WORK TO COMPLETE:
Go through the entries below and give the number of lines that have the string "tile", and only that.

EXTRACTED MATERIAL:
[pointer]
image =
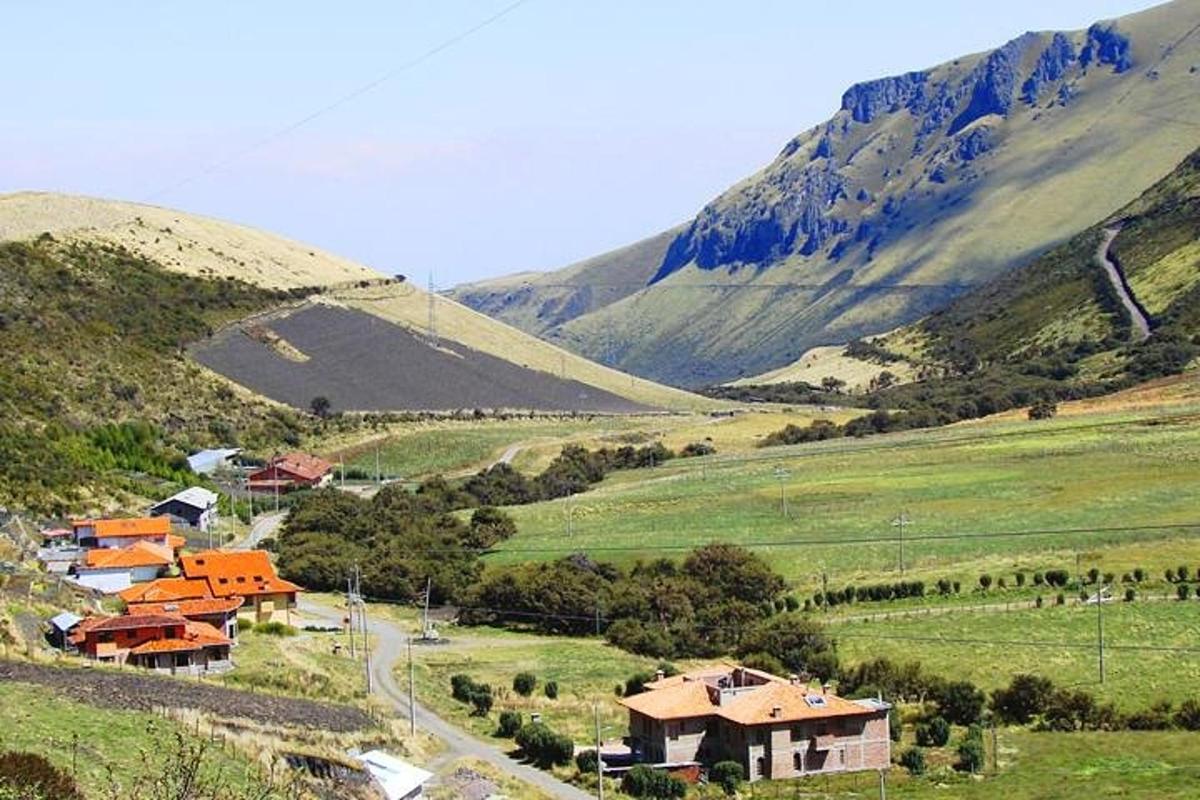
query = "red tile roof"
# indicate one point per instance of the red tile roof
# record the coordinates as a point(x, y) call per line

EXERCISE OUTPUT:
2